* Activity *
Each record should be given again exactly, and any picture in it left out.

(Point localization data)
--------

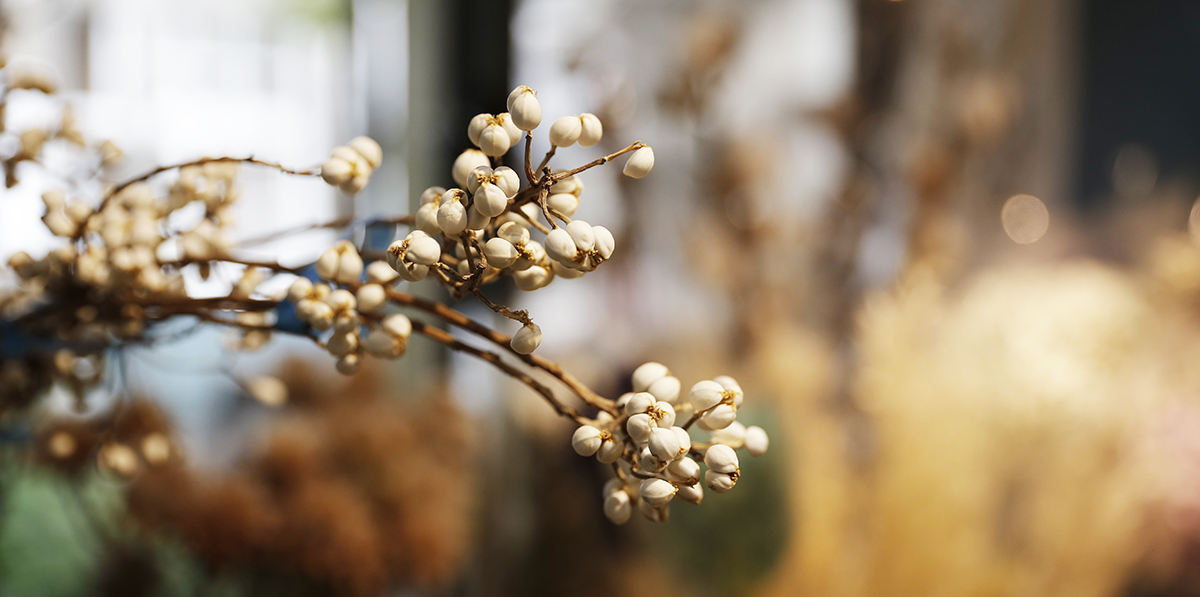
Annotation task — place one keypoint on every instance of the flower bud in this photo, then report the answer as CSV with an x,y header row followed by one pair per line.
x,y
510,127
639,403
371,297
664,444
721,458
508,180
477,126
666,389
683,470
647,374
490,200
451,217
493,140
565,131
618,507
640,163
527,339
499,253
657,492
348,365
525,108
369,149
756,440
465,163
719,417
586,440
610,451
705,395
719,482
690,493
591,130
563,203
397,325
640,427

--------

* Solution to this exercise *
Annotation task — place one keypoint on every instance of the flower bud in this photo, then report the answer as CSV with an x,y header row followed by one pair per line.
x,y
510,127
639,403
371,297
664,444
721,458
508,180
477,126
666,389
683,470
647,374
490,200
451,217
493,140
565,131
618,507
640,163
527,339
499,253
657,492
348,365
525,108
369,149
756,440
465,163
719,417
586,440
610,451
705,395
719,482
690,493
591,130
563,203
397,325
640,427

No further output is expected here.